After two days we decided it was time to move on and we travelled to puebla. A town two hours south east from Mexico city. We only spent one and a half day there, as it is not that big, but it was a great stop over
on our bustrip down south. The centre consists of beautifull colonial buildings, and there was a big site where the industrial revolution started, now an area where the old archeological finds are combined with modern art. The whole of Mexico has an amazing history and in this town we learned a bit more about the revolution that took place in Mexico in 1910 We visited the house of one of the revolutionary leaders. Very fascinating, unfortunatley his (and his family) life ended tragically and the bullet holes of the attack with which the government overpowered them.... were still present.
Oaxaca lies on a 4 hour drive from Puebla and is surrounded by stunning countrysides and a myriad of little villages known occupying the area (knowing we are just as guilty) We therefore didn´t want to stay in Oaxaca for too long and spent our time there for a nice daytrip to the nearby pyramids and to admire some local crafts. The pyramids were absolutely amazing, set on Monte Alban (called this way for it´s white Accacia trees). It really felt like time stood still for a moment and when it was time to go we both had to tear
ourselves away from it! In the afternoon we visited several little crafts shops and we had to remind ourselves of our limited space in our bags. Let´s see how long we can keep this non buying up!
And then it was finally time for the beach! We spent three very relaxed days in Puerto Escondida on the Pacific ocean. Did some long walks, combined with some serious hammock time. We considered to go for a bit of surfing, but after witnessing several pretty experienced surfers being buried by waves, we decided it would probably not be challanging enough for us and spent our energy watching the surfers doing their thing whilst enjoying a perfect sunset.
First overnight bus; 13 hours east with the destination San Cristobal. We both managed to sleep most of the way and the journey went surprisingly quick! The area around San Cristobal (Chiapas) is probably one of our favourite places in Mexico. The town itself has a good feel to it and the people are so very friendly. We stayed for three days and made some amazing trips into the country side. This area is also known for the Zapatistas, a movement mainly active
in the 80´s and 90´s, fighting for the rights of the indigenous people, of which we gained a lot more understanding during our stay.
One morning we spent going on a three hour horseride to one of the indigenous villages - San Juan Chamula. I wasn´t very happy to find out my horse was called Tsunami, although our guide laughed when I explained to him I wasn´t that experienced; "Not to worry, he´s just a bit spirited!" And he was definately right.... after 5 minutes I wasn't worried about the rain or my allergy creeping up, but the fact that sweet Tsunami was going to make his own way to wherever he wanted to go. But we got used to eachother and I realised Tsunami was only worried about being in front (and would bite every other living creature that dared to pass him). In the mean time Mark's horse was plodding along and we would meet up again when reaching the village.

========================================

To do.
a – Reproduce the stretch of the Mexico travel account from "First overnight bus;" through "during our stay.".
b – Carry the Mexico travel account forward from its last sentence, keeping the same first-person voice.

Data shown.
========================================

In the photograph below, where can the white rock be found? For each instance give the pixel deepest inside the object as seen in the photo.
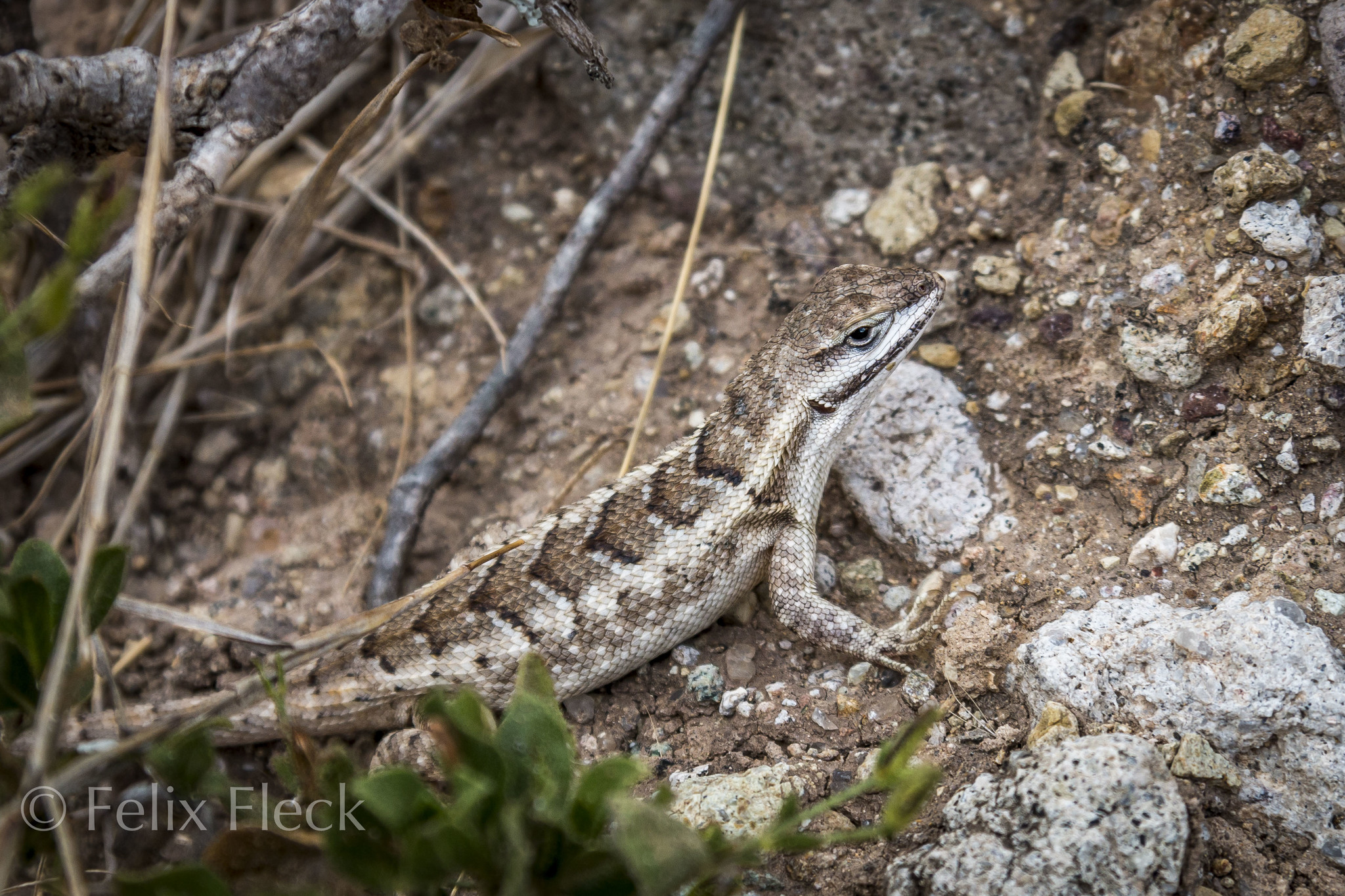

========================================

Responses.
a –
First overnight bus; 13 hours east with the destination San Cristobal. We both managed to sleep most of the way and the journey went surprisingly quick! The area around San Cristobal (Chiapas) is probably one of our favourite places in Mexico. The town itself has a good feel to it and the people are so very friendly. We stayed for three days and made some amazing trips into the country side. This area is also known for the Zapatistas, a movement mainly active
in the 80´s and 90´s, fighting for the rights of the indigenous people, of which we gained a lot more understanding during our stay.

b –
The village itself was a little bit deserted due to the constant rain ( strange as we are in the middle of the dry season), but we still got a glimpse of the market and
were able to see the rituals taking place in the main church. The church floor rather than have pews used pine needles as a floor covering and families were praying on their knees with rows of candles in front, chickens, which they use in their rituals and bottles of coke around them. Their belief is that the coke assisted burping expels the evil spirits.
They are a very proud community and protect their form of Catholism closely which includes the prohibition of photography of their rituals, anyway it was one of those experience that had to be seen to be believed.
It was again a fantastic feeling going through the mountains on a horse...Unfortunatly we were a little bit unlucky this time as it was pouring down all the way there and back and it took us about two days afterwards to warm up!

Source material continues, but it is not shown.